#### TEXT PASSAGE
§
Gartner predicts that by 2018, 4G users will generate 46% of all mobile data traffic. This is because, by 2018, each 4G smartphone will use nearly 5.5GB of data per month, which is three times more than a 3G smartphone.
But by far the biggest factor in the volume of mobile data is video- something which Gartner says is currently generating as much as 50% of all mobile data.
'We expect video streaming to account for over 60 per cent of mobile data traffic in 2018, as consumers increase the number of videos they watch and upload,' says Ekholm. 'Fast, uninterrupted, video experiences encourage people to increase their video usage.'
The growth in the number of users of video-calling services is also noteworthy. In terms of traffic, five minutes of 3G FaceTime video calling uses up to 15MB of data — a small amount. However, as there are many users, the collective total amount can be large. In addition, mobile music streaming can easily generate hundreds of megabytes of data, but this varies greatly between mobile music apps — for example, a user actively listening to music on Spotify may consume more than twice as much data as a user of Pandora.'
So what should CSPs and mobile app developers do to harness this growth, if the amount of time consumers spend on the Internet, whether via mobile phone, tablet or PC, will continue to increase?
Ekholm advises that CSPs need to focus on creating new pricing with a focus on data access, such as shared plans.
'They will also need to refine the services they already provide, with a focus on creating richer, more immersive and more personalized experiences, to increase their customer numbers.'
As the mobile app market matures, app developers will have to sharpen their focus on the marketing and transparency of their apps, in order to retain customers. Gartner's research indicates that although affluent people and traditional early adopters are the leading users of new technologies and devices, younger, less wealthy people make greater use of mobile apps. Young people's greater acceptance of apps and mobile content will require app developers to adjust their techniques to address the differences between user groups.
The future will be tough for CSPs and mobile app developers that decide not to upgrade the user experiences they deliver on their services and products.
'The winners will be those providers best able to satisfy consumers' demand for high data use, while maintaining their margins,' concluded Ekholm.
§
#### DATA ENTRIES
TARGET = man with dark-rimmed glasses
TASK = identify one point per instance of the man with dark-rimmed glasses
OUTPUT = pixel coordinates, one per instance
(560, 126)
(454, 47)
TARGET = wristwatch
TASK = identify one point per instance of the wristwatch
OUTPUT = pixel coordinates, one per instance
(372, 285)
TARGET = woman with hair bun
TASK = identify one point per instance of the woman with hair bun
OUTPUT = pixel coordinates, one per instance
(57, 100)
§
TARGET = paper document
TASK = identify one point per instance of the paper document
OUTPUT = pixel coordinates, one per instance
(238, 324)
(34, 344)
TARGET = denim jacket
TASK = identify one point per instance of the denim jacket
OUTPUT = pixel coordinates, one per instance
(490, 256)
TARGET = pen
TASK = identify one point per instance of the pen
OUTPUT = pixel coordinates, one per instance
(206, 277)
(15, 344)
§
#### TASK REQUIREMENTS
In the text on mobile data traffic, what share of all mobile data traffic does Gartner predict 4G users will generate by 2018?

#### WORKED SOLUTION
46%